** WHAT TO WORK ON **
Switch every "inner ring" in the rows below to "inside ring" and write all the rows out again with nothing else changed. Leave the pictures out.

** DATA FOR THIS EXERCISE **
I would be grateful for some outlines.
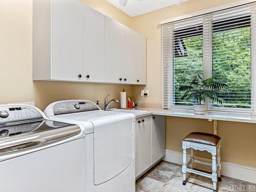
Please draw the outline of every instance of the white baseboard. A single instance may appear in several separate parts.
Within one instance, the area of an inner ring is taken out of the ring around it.
[[[188,160],[189,156],[187,157]],[[207,159],[195,156],[195,158],[205,161],[209,161]],[[177,151],[166,150],[166,155],[162,158],[164,161],[179,165],[182,164],[182,153]],[[200,166],[199,165],[201,165]],[[195,164],[195,168],[205,170],[208,169],[204,168],[202,165]],[[248,182],[256,183],[256,168],[242,165],[235,164],[228,162],[221,162],[221,175],[234,178]]]

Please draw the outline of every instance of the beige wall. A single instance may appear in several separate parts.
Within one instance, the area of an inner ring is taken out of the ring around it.
[[[80,0],[146,36],[146,86],[33,82],[32,0],[0,0],[0,104],[34,101],[35,105],[43,110],[49,103],[64,99],[84,99],[95,102],[99,100],[102,104],[107,94],[111,94],[110,99],[118,99],[119,92],[125,88],[127,96],[134,96],[136,100],[141,89],[148,89],[150,96],[141,101],[161,106],[160,21],[236,1],[190,0],[180,6],[173,6],[132,18],[105,0]],[[255,126],[218,122],[218,133],[222,140],[222,161],[256,167]],[[196,130],[210,132],[212,126],[212,122],[206,120],[167,117],[166,148],[181,151],[181,140],[186,134]]]

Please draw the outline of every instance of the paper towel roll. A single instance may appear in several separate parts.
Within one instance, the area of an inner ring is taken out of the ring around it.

** FULL SOLUTION **
I would be grateful for some outlines.
Please draw the outline of every instance of the white baseboard. A single instance may appear in several separate parts.
Within one instance, the area of an inside ring is taken out of the ring around it.
[[[188,160],[189,156],[187,157]],[[207,159],[195,156],[195,158],[205,161],[209,161]],[[177,151],[166,150],[166,155],[162,158],[164,161],[179,165],[182,164],[182,153]],[[200,166],[199,165],[201,165]],[[195,164],[195,168],[205,170],[208,169],[204,168],[202,165]],[[248,182],[256,183],[256,168],[242,165],[235,164],[228,162],[221,162],[221,175],[234,178]]]

Please draw the outline of every instance of the beige wall. A single instance may appear in several separate parts.
Within one instance, the area of an inside ring is taken out of the ring around it.
[[[80,0],[146,36],[146,86],[33,82],[32,0],[0,0],[0,104],[34,101],[35,105],[43,110],[49,103],[64,99],[84,99],[95,102],[99,100],[102,104],[107,94],[111,94],[110,99],[118,99],[119,92],[125,88],[127,96],[134,96],[136,100],[141,89],[148,89],[150,96],[141,101],[161,106],[160,21],[236,1],[190,0],[180,6],[173,6],[132,18],[105,0]],[[255,126],[218,122],[218,133],[222,140],[222,161],[256,167]],[[196,130],[210,132],[212,126],[212,122],[206,120],[167,117],[166,148],[181,151],[181,140],[186,134]]]

Please draw the outline of every instance of the paper towel roll. A single instance may appear in several separate parts.
Within one instance, the area of an inside ring is taken out of the ring around it.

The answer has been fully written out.